Provided material:
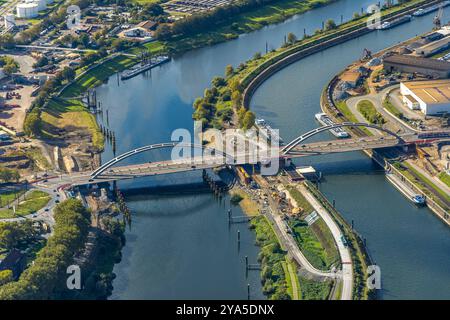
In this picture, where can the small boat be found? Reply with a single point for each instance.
(418, 200)
(325, 120)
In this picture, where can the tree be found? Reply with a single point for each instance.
(42, 61)
(8, 175)
(330, 24)
(249, 120)
(6, 276)
(218, 82)
(291, 38)
(32, 123)
(68, 73)
(229, 71)
(163, 32)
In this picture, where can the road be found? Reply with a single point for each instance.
(344, 252)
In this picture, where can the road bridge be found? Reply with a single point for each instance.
(213, 158)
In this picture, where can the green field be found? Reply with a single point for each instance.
(61, 113)
(97, 75)
(392, 109)
(34, 201)
(427, 182)
(9, 196)
(314, 290)
(444, 177)
(272, 258)
(300, 199)
(316, 243)
(370, 113)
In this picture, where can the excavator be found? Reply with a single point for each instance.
(437, 19)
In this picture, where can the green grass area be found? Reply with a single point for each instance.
(444, 177)
(245, 22)
(38, 158)
(314, 290)
(97, 75)
(300, 199)
(370, 113)
(272, 257)
(345, 110)
(310, 240)
(61, 113)
(9, 196)
(359, 256)
(392, 109)
(33, 202)
(424, 182)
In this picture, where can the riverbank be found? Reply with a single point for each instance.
(437, 199)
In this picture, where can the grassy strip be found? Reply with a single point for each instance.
(271, 257)
(311, 245)
(370, 113)
(345, 110)
(360, 257)
(392, 109)
(444, 177)
(244, 23)
(248, 205)
(35, 201)
(314, 290)
(315, 241)
(97, 75)
(300, 199)
(428, 182)
(9, 196)
(62, 114)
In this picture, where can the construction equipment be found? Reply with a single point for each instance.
(437, 19)
(367, 54)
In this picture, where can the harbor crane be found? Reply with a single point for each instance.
(367, 54)
(437, 19)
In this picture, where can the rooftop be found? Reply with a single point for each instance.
(418, 62)
(350, 76)
(430, 92)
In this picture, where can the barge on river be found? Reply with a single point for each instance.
(137, 69)
(325, 120)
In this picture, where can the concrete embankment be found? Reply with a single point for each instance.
(275, 64)
(328, 106)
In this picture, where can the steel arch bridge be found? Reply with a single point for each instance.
(230, 159)
(137, 151)
(291, 145)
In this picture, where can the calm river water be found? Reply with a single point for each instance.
(182, 247)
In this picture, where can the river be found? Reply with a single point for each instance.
(182, 247)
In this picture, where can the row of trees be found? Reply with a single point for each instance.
(12, 233)
(8, 64)
(216, 106)
(206, 20)
(46, 277)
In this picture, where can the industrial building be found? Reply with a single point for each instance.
(433, 47)
(437, 69)
(431, 97)
(27, 10)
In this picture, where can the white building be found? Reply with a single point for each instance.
(431, 97)
(42, 4)
(27, 10)
(10, 21)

What is expected: After locating the line with "In this picture, where can the green grass", output that line and every later one exactly, through the end of the entries above.

Exercise response:
In this picture, where can the green grass area be found? Reply with a single point for each instance.
(444, 177)
(245, 22)
(38, 158)
(314, 290)
(97, 75)
(300, 199)
(370, 113)
(272, 257)
(345, 110)
(310, 240)
(61, 113)
(9, 196)
(359, 256)
(392, 109)
(33, 202)
(424, 182)
In this picture, where can the riverbank be found? Reply with a single point for each instance.
(437, 199)
In this picture, where can the grassy strip be found? Reply with a single point for each instance.
(271, 257)
(311, 245)
(370, 113)
(345, 110)
(360, 257)
(392, 109)
(444, 177)
(244, 23)
(248, 205)
(35, 201)
(314, 290)
(315, 241)
(97, 75)
(300, 199)
(428, 182)
(9, 196)
(62, 114)
In this picture, where can the construction equipment be found? Reply with a single point for each instance.
(437, 19)
(367, 54)
In this picture, where can the harbor crane be found? Reply with a single point for each instance.
(367, 54)
(437, 19)
In this picture, where can the rooftop be found? Reply with a single point for each instance.
(418, 62)
(350, 76)
(430, 92)
In this picture, where can the barge on river be found? Reply with a single point for each instance.
(137, 69)
(325, 120)
In this picture, where can the concrete embankment be found? Reply with a single point for each instance.
(275, 64)
(328, 106)
In this picture, where can the steel arch bridge be found? Reply with a single point for each instance.
(230, 159)
(137, 151)
(291, 145)
In this picture, where can the calm river water be found? Reply with a single point for each instance.
(182, 247)
In this picture, where can the river be found? Reply with a single point for each instance.
(182, 247)
In this picture, where can the row of trees be found? Reply with a single point for each instance.
(12, 233)
(8, 64)
(216, 106)
(206, 20)
(46, 277)
In this picture, where can the industrial building be found? Reply with a single point for each instance.
(433, 47)
(437, 69)
(431, 97)
(27, 10)
In this picture, where can the white building be found? Reply with a single point for each instance.
(431, 97)
(42, 4)
(27, 10)
(10, 21)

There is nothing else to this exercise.